§ The problem: What follows is a listing; restate every line of it word for word.

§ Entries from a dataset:
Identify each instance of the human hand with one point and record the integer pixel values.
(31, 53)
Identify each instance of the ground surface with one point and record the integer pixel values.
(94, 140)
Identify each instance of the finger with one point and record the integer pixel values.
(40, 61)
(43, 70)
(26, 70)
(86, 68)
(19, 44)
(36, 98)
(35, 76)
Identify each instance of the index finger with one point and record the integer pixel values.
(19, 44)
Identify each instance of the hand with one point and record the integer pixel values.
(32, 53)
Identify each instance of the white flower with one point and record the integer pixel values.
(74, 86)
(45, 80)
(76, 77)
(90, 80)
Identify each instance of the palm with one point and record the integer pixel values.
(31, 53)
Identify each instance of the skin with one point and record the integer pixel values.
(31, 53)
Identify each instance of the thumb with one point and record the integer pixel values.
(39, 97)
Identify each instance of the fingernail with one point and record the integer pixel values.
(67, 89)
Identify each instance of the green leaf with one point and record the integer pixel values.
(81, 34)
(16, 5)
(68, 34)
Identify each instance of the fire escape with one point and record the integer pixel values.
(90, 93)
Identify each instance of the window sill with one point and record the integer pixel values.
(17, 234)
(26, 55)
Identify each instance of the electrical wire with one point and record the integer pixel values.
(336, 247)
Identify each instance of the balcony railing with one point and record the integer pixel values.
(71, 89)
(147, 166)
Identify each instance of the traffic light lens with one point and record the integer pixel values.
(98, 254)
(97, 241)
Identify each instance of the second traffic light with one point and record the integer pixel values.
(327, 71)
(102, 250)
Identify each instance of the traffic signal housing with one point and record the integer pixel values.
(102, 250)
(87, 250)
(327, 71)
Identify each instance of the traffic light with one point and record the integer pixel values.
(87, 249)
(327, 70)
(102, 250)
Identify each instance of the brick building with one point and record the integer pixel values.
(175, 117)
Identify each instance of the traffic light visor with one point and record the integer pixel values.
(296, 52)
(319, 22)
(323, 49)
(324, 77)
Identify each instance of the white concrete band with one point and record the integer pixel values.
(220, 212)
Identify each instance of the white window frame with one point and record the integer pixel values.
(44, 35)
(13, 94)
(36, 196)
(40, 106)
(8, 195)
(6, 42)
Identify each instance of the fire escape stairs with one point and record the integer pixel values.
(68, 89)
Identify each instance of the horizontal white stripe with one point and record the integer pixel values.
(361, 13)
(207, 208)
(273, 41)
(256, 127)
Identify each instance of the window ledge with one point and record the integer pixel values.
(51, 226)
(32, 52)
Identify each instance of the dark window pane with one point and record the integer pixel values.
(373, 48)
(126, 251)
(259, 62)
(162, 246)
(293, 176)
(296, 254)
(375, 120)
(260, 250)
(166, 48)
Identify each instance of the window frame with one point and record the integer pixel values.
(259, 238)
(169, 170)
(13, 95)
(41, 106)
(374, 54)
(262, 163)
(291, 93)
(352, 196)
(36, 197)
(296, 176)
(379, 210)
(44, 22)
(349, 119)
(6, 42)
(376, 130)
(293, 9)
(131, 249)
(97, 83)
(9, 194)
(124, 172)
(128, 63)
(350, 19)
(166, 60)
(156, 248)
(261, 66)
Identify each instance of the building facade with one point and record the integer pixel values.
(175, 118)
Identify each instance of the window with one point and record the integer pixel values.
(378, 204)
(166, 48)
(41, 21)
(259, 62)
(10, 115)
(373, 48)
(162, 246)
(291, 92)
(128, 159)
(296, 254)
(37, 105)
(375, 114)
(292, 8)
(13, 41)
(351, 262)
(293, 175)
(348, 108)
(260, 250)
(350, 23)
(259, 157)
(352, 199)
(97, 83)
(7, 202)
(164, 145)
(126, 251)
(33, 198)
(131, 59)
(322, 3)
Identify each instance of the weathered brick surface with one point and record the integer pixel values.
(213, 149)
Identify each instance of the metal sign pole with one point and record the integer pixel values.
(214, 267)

§ Solution to this exercise:
Identify each instance of the human hand with one point and record the integer pixel values.
(31, 53)
Identify each instance of the ground surface with one point and record the integer pixel values.
(94, 140)
Identify each instance of the finger with one point and record the integer pixel values.
(40, 61)
(43, 70)
(26, 70)
(86, 68)
(19, 44)
(36, 98)
(35, 76)
Identify each instance of the index finger with one point and record the integer pixel values.
(19, 44)
Identify each instance of the hand with one point and record the integer pixel values.
(32, 53)
Identify each instance of the white flower with one point and record the integer pixel values.
(74, 86)
(45, 80)
(76, 77)
(90, 80)
Identify each instance of the palm with one point and record the integer pixel values.
(31, 53)
Identify each instance of the skin with one point and record the integer pixel values.
(31, 53)
Identify each instance of the thumb with one point and record the integer pixel values.
(39, 97)
Identify each instance of the fingernail with one point and record the integer pixel values.
(67, 89)
Identify each instance of the green leaf with one point and record the integer pixel values.
(81, 34)
(16, 5)
(68, 34)
Identify each instance of the fire escape with one point and record the integer pixel values.
(90, 93)
Identify each instance of the window sill with one point and record the integer pixel values.
(17, 234)
(26, 55)
Identify each instance of the electrical wire with one point and record the integer pixel values.
(336, 247)
Identify each instance of the balcony railing with one point and record the integer pixel values.
(71, 89)
(147, 166)
Identify each instance of the traffic light lens with one point and record the integer pixel values.
(98, 254)
(97, 241)
Identify each instance of the second traffic light with one point and record the integer pixel values.
(327, 71)
(102, 250)
Identify each instance of the traffic signal housing with one point and record the integer pixel values.
(102, 250)
(87, 250)
(327, 71)
Identify each instance of the traffic light with one point and record the integer pixel values.
(87, 249)
(327, 70)
(102, 250)
Identify each instance of the brick building with one point and record the integer pixel values.
(175, 117)
Identify each instance of the traffic light visor with one point and record the integer pixel values.
(296, 52)
(319, 22)
(323, 49)
(324, 77)
Identify each instance of the white concrete band with one point and record the integer pixel values.
(220, 212)
Identify each instance of the white window frame with one point and record the integer pixel values.
(44, 35)
(13, 94)
(36, 196)
(40, 106)
(8, 195)
(6, 42)
Identify each instance of the fire escape stairs with one point and record the integer pixel values.
(68, 89)
Identify each instance of the horizontal white stripe with one point and record the integer pixel values.
(361, 13)
(207, 208)
(273, 41)
(256, 127)
Identify each instance of the window ledge with one point and record the integer pixel values.
(51, 226)
(32, 52)
Identify each instance of the dark window pane with one point and record the integer pixel values.
(373, 48)
(126, 251)
(259, 62)
(162, 246)
(293, 176)
(296, 254)
(375, 120)
(260, 250)
(166, 48)
Identify each instance of the window frame with one point and record the integer pixel values.
(259, 238)
(169, 170)
(13, 95)
(41, 106)
(374, 54)
(262, 163)
(291, 93)
(352, 196)
(36, 197)
(296, 176)
(379, 210)
(44, 22)
(349, 119)
(6, 42)
(376, 130)
(293, 9)
(131, 249)
(97, 83)
(9, 194)
(124, 172)
(128, 63)
(350, 19)
(166, 60)
(156, 248)
(261, 66)
Identify each instance of the building facade with one point and record the integer pixel values.
(175, 118)
Identify each instance of the window with one point and record the integer pixel values.
(378, 204)
(166, 48)
(41, 21)
(259, 62)
(10, 115)
(373, 48)
(162, 246)
(291, 92)
(128, 159)
(296, 254)
(37, 105)
(375, 114)
(292, 8)
(13, 41)
(351, 262)
(293, 175)
(348, 108)
(260, 250)
(350, 23)
(259, 157)
(352, 199)
(97, 83)
(7, 202)
(164, 145)
(126, 251)
(33, 198)
(131, 59)
(322, 3)
Identify each instance of the weathered brick surface with one point and record the integer pixel values.
(213, 149)
Identify each instance of the metal sign pole with one point and record the integer pixel values.
(214, 267)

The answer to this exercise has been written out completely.